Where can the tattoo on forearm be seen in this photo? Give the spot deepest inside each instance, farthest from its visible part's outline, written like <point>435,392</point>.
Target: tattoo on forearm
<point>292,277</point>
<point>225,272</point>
----
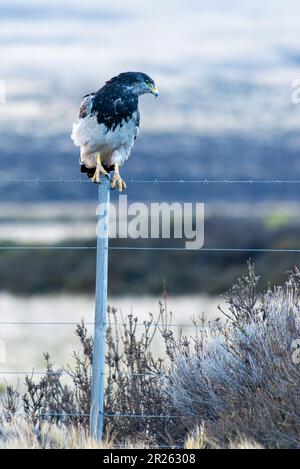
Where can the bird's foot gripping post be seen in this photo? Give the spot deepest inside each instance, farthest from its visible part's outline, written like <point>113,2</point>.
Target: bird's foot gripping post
----
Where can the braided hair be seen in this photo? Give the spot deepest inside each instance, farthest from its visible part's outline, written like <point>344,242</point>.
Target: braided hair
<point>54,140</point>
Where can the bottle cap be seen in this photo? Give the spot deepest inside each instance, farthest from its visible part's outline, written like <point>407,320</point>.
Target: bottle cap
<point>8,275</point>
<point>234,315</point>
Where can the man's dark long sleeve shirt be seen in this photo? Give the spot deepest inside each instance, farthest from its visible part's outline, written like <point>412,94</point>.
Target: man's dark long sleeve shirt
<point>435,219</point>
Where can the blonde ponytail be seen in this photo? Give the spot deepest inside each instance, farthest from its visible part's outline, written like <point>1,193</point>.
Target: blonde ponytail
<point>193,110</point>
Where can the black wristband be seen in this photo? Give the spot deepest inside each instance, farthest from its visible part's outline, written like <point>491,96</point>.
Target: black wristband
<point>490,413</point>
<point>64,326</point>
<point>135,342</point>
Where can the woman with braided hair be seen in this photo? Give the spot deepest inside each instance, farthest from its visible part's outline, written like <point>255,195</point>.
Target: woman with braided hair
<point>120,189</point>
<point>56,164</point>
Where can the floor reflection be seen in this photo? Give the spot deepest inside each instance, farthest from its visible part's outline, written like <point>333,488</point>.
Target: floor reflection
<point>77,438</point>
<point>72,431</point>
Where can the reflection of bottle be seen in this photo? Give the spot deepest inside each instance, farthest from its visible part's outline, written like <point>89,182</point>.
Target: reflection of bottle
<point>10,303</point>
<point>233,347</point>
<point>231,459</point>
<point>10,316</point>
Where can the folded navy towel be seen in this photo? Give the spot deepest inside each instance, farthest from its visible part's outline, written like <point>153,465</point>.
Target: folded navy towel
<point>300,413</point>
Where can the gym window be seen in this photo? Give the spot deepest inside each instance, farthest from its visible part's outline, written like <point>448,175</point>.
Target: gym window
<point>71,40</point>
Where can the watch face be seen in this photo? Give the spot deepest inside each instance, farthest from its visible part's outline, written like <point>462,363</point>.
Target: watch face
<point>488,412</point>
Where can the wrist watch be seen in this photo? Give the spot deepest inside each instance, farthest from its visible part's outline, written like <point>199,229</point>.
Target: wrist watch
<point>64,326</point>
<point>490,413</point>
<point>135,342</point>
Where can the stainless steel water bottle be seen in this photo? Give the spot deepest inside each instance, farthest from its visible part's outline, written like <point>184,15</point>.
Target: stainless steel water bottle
----
From the records above, print only the lines between the one holding "Target: gym window" and the one holding "Target: stainless steel water bottle", inclusive, exactly as they stand.

-- ANSWER TO THIS EXERCISE --
Target: gym window
<point>71,40</point>
Where can the watch face be seen in this photo? Give the spot deepest inside each instance, farthest from its visible part's outline, written like <point>462,363</point>.
Target: watch face
<point>488,412</point>
Where can the wrist watch be seen in this photo? Give the spot deepest inside each instance, farthest from its visible part's outline, written like <point>199,229</point>.
Target: wrist watch
<point>64,326</point>
<point>490,413</point>
<point>135,342</point>
Where can the stainless steel water bottle be seen in this photo? Give the spot deepest inside each instance, farthest from its visible part's outline, written like <point>184,15</point>.
Target: stainless steel water bottle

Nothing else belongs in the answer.